### Given data ###

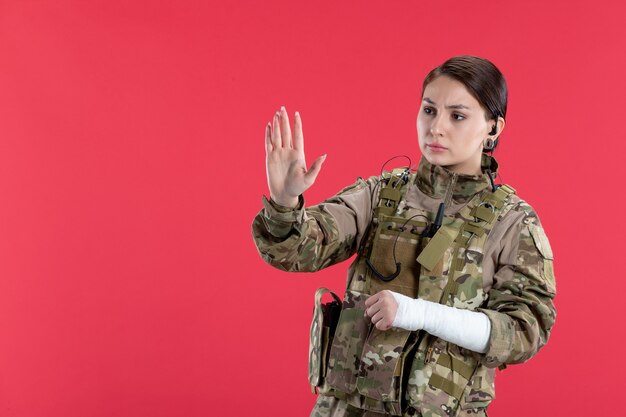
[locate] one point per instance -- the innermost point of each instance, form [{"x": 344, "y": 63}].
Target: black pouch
[{"x": 323, "y": 326}]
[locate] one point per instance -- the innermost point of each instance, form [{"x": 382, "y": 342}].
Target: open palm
[{"x": 287, "y": 175}]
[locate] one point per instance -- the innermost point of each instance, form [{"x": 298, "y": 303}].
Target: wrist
[{"x": 286, "y": 203}]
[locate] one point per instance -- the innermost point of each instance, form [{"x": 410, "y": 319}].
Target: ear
[{"x": 499, "y": 125}]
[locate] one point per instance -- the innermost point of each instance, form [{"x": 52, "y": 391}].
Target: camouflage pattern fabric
[
  {"x": 501, "y": 266},
  {"x": 328, "y": 406}
]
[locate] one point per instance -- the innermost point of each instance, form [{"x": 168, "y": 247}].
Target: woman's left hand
[{"x": 382, "y": 308}]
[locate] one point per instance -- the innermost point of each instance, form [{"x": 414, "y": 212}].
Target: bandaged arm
[{"x": 465, "y": 328}]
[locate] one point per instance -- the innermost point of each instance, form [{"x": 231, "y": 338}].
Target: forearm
[{"x": 465, "y": 328}]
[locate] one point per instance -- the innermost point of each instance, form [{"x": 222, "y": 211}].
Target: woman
[{"x": 453, "y": 274}]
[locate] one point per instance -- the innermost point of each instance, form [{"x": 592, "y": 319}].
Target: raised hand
[
  {"x": 382, "y": 308},
  {"x": 287, "y": 176}
]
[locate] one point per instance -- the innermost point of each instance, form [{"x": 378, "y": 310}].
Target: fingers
[
  {"x": 276, "y": 138},
  {"x": 285, "y": 129},
  {"x": 268, "y": 139},
  {"x": 298, "y": 138},
  {"x": 315, "y": 169}
]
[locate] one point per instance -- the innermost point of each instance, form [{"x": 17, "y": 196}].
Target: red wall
[{"x": 132, "y": 164}]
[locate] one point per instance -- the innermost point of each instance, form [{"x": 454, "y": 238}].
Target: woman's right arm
[{"x": 291, "y": 237}]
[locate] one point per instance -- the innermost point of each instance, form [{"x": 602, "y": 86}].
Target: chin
[{"x": 440, "y": 160}]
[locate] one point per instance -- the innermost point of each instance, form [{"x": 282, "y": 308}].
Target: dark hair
[{"x": 481, "y": 78}]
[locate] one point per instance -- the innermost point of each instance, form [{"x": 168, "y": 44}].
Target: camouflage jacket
[{"x": 516, "y": 261}]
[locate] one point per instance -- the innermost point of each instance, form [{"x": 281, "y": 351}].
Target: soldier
[{"x": 453, "y": 275}]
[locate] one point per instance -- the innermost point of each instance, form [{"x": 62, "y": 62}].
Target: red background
[{"x": 132, "y": 165}]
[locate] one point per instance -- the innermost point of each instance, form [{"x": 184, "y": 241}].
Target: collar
[{"x": 435, "y": 181}]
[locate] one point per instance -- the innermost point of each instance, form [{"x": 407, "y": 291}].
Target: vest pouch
[
  {"x": 394, "y": 242},
  {"x": 481, "y": 390},
  {"x": 382, "y": 363},
  {"x": 323, "y": 325},
  {"x": 347, "y": 343},
  {"x": 451, "y": 370}
]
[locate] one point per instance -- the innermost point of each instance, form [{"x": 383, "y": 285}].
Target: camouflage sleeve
[
  {"x": 309, "y": 239},
  {"x": 520, "y": 304}
]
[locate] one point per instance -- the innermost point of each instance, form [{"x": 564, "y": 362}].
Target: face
[{"x": 451, "y": 126}]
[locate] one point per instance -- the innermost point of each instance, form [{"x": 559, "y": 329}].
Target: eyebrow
[{"x": 452, "y": 106}]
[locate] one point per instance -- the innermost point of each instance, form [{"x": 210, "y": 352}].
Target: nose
[{"x": 436, "y": 126}]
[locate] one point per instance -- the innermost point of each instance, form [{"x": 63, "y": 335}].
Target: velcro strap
[
  {"x": 472, "y": 227},
  {"x": 457, "y": 365},
  {"x": 446, "y": 386},
  {"x": 483, "y": 213},
  {"x": 434, "y": 250},
  {"x": 389, "y": 193}
]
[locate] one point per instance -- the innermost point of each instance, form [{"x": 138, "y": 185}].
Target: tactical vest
[{"x": 386, "y": 371}]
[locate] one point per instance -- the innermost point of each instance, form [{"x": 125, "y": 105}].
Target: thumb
[{"x": 315, "y": 169}]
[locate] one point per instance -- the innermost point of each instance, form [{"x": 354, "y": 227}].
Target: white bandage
[{"x": 465, "y": 328}]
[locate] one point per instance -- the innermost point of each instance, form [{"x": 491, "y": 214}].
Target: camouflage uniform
[{"x": 502, "y": 267}]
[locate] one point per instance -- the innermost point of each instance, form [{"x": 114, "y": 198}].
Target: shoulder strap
[{"x": 393, "y": 191}]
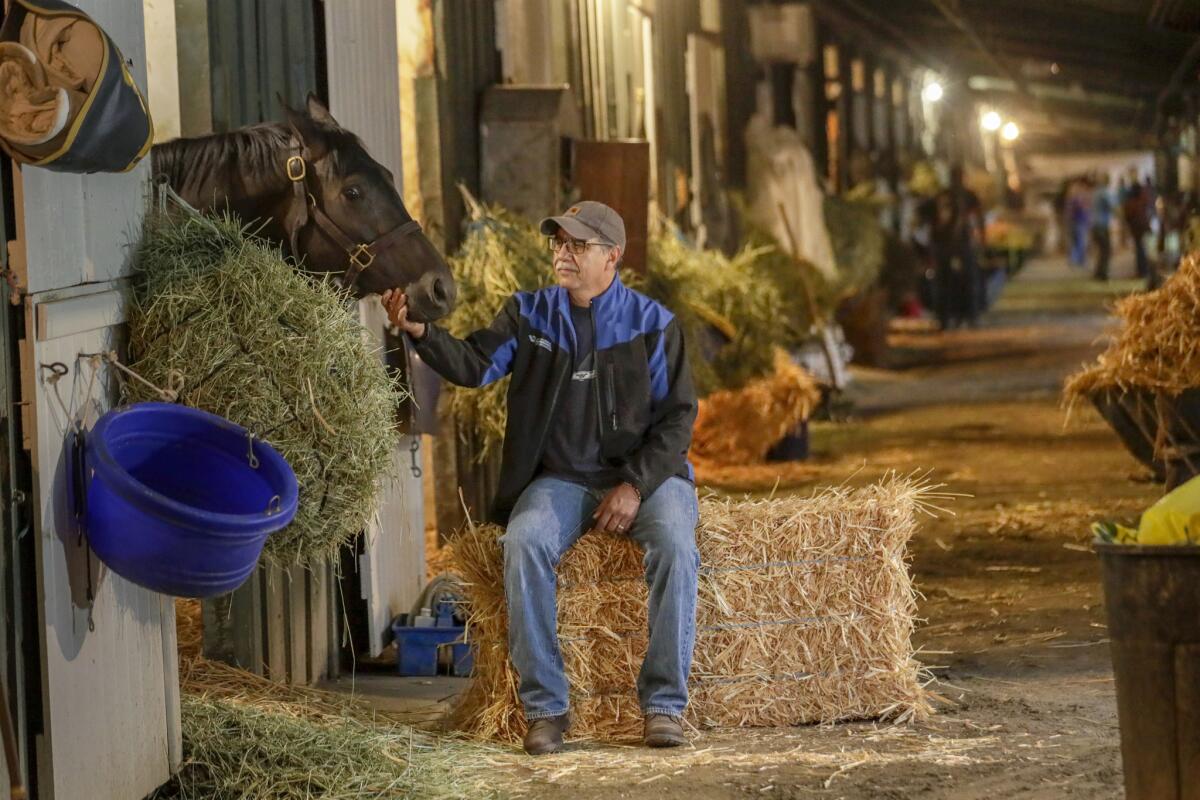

###

▶ Your task:
Pull out every line in the rows above that contains the word "strap".

▶ Task output:
Target: velcro strap
Target: shoulder strap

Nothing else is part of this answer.